(Items listed in a dataset)
=====
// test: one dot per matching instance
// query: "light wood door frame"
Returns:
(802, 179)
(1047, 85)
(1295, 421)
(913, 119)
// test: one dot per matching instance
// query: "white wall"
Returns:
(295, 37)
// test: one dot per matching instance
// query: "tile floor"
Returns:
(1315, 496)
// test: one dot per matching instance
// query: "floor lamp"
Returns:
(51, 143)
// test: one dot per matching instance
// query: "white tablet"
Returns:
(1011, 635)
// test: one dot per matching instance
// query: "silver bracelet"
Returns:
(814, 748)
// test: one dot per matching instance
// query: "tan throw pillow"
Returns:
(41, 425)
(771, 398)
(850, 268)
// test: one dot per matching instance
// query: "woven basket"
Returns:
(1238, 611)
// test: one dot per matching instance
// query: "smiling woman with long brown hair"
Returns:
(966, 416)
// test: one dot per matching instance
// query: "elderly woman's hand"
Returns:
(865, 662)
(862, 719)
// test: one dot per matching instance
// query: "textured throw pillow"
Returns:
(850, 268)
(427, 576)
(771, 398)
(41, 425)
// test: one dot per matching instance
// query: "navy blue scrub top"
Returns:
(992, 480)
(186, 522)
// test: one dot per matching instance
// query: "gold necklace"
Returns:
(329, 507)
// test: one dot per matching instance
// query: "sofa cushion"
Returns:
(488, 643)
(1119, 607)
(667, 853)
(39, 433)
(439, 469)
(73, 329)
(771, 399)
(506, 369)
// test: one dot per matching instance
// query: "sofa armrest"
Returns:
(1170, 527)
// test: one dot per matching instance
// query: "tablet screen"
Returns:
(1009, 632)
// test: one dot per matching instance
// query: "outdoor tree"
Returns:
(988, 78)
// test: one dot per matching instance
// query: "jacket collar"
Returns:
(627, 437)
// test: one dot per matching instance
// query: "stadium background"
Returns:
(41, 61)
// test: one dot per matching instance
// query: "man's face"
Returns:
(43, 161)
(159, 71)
=====
Requirement:
The expected answer is a copy of each line above containing "tablet".

Reply to the task:
// query: "white tablet"
// query: "tablet screen"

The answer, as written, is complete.